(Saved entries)
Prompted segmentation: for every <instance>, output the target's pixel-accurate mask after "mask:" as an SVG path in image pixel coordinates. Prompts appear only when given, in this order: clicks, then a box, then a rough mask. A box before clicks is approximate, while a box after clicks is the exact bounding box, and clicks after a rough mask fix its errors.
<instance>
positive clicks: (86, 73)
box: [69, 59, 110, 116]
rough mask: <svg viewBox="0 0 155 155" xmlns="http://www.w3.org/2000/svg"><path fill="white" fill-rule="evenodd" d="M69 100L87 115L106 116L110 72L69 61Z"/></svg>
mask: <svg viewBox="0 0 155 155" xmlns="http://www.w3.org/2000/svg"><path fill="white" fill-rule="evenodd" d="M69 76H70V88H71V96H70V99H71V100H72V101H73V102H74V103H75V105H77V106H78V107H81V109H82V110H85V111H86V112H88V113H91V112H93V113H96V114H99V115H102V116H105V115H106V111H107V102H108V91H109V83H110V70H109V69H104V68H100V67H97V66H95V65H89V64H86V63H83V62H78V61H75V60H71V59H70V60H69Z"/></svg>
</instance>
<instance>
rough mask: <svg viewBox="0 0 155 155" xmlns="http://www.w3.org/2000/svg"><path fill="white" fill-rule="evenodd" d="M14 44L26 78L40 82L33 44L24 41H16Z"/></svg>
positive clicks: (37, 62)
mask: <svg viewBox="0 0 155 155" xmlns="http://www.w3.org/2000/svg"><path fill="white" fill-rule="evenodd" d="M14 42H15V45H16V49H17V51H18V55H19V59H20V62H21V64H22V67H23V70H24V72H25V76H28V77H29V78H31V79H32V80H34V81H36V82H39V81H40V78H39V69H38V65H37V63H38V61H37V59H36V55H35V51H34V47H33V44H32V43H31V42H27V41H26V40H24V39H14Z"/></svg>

• **What to work on**:
Swap every "positive clicks" in the records for "foreground clicks" and write all the records out again with nothing else changed.

• **Exercise response**:
Prompted segmentation: for every <instance>, output the target's pixel-accurate mask after "mask:" as an SVG path in image pixel coordinates. Prompts appear only when given, in this order: clicks, then a box, then a rough mask. A box before clicks is approximate, while a box after clicks is the exact bounding box, and clicks after a rough mask fix its errors.
<instance>
foreground clicks: (86, 73)
box: [69, 59, 110, 116]
rough mask: <svg viewBox="0 0 155 155" xmlns="http://www.w3.org/2000/svg"><path fill="white" fill-rule="evenodd" d="M69 100L87 115L106 116L110 72L69 61Z"/></svg>
mask: <svg viewBox="0 0 155 155" xmlns="http://www.w3.org/2000/svg"><path fill="white" fill-rule="evenodd" d="M69 76H70V88H71V96H70V99H71V100H72V101H73V102H74V103H75V105H77V106H78V107H81V109H82V110H85V111H86V112H88V113H91V112H93V113H96V114H99V115H102V116H105V115H106V111H107V102H108V91H109V83H110V70H109V69H104V68H100V67H97V66H95V65H89V64H86V63H83V62H78V61H75V60H71V59H70V60H69Z"/></svg>
</instance>
<instance>
rough mask: <svg viewBox="0 0 155 155" xmlns="http://www.w3.org/2000/svg"><path fill="white" fill-rule="evenodd" d="M14 44L26 78L40 82L33 44L24 41H16Z"/></svg>
foreground clicks: (37, 62)
mask: <svg viewBox="0 0 155 155" xmlns="http://www.w3.org/2000/svg"><path fill="white" fill-rule="evenodd" d="M14 42H15V45H16V49H17V51H18V55H19V59H20V62H21V64H22V67H23V70H24V72H25V76H28V77H29V78H31V79H32V80H34V81H36V82H39V81H40V78H39V69H38V65H37V63H38V61H37V59H36V55H35V51H34V47H33V44H32V43H31V42H27V41H26V40H24V39H14Z"/></svg>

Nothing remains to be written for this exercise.